## Excerpt provided
When you form a limited company, you have specified responsibilities and obligations to both HM Revenue & Customs and Companies House. A number of forms must be filed by relevant deadlines and all members of the company must remain compliant with the Companies Act 2006.

A private limited company must have at least one company director who will have specified responsibilities. Shareholders are the owners of the company, while directors are responsible for running the company and making decisions that will benefit the company. Although an accountant or other qualified person may be hired to deal with the administration of the company, the director remains responsible for all documentation being prepared correctly, accurately and being submitted to Companies house and HMRC in a timely manner.

A director will use their judgement, skills and experience to benefit the company rather than themselves. If a director is likely to benefit from a particular course of action or deal, they must inform the shareholders of the company. When the company is registered with Companies House, the articles of association must be in place. This document will set out rules which have been agreed by the shareholders and officers of a company and must be adhered to. A director must follow the rules as set out in the articles of association.

All company records must be kept by the director, or if someone else prepares records, the director maintains responsibility for their accuracy and submission. On a personal level, a director has to register with HMRC for self assessment so that they can complete and submit a self assessment tax return annually, declaring all income received.

There are three ways to take money from the company as a director; dividends, a salary with expenses and benefits or a directors’ loan. To be paid a salary, the company must be registered as an employer with HMRC, with a PAYE scheme. Deductions of income tax and National Insurance must be made from the salary, benefits or expenses and paid to HMRC in a timely manner. If sufficient profit is available, the company can pay dividends to the shareholders. The dividend must be declared at a directors’ meeting and minutes of the meeting have to be kept, even if there is only one director. A directors’ loan is made when a director is taking out more money from the company than has been paid in, unless by dividend or salary. Specific rules have to be followed when making a directors’ loan.

If there are any changes to a company, the director is responsible for informing the necessary bodies. Prior to changing the registered office address, the director must inform Companies House. If the change is given approval, Companies House will inform HMRC. There are other changes which must be reported to Companies House, including the appointment or cessation of a company secretary, changing where business records are kept and the personal details of company directors. There are some changes which must receive approval from shareholders before going ahead.

There are so many responsibilities of a company director that outsourcing is usually the best option. However, it is important to remember that the company director has final responsibility according to the law for all business records and remaining compliant with Companies House and HMRC.

## Required tasks
1. From the text on company directors, list every change it says must be reported to Companies House.
2. Render this sentence from the text on company directors in Spanish: "Shareholders are the owners of the company, while directors are responsible for running the company and making decisions that will benefit the company."
Rely only on the text on company directors for your answers.

## Provided information
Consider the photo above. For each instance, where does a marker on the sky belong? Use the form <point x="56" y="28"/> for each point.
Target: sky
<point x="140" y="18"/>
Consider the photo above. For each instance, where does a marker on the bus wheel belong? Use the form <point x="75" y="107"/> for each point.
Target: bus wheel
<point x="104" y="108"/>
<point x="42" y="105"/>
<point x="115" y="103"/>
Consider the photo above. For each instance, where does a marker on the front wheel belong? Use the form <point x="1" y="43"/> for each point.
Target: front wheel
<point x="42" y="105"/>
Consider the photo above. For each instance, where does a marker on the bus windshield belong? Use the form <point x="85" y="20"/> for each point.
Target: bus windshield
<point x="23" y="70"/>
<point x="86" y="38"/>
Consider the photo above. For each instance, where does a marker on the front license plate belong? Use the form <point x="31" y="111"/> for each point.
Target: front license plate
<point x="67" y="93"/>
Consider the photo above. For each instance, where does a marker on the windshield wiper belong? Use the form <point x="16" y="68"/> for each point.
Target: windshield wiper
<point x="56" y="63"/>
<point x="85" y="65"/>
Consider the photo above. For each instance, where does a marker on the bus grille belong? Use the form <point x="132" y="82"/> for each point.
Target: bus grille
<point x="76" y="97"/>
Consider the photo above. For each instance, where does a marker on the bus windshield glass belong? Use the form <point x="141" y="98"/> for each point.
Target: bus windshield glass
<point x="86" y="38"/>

## Complete answers
1.
- Changing the registered office address
- The appointment or cessation of a company secretary
- Changing where business records are kept
- The personal details of company directors

2. Los accionistas son los propietarios de la empresa, mientras que los directores son responsables de dirigir la empresa y de tomar decisiones que beneficiarán a la empresa.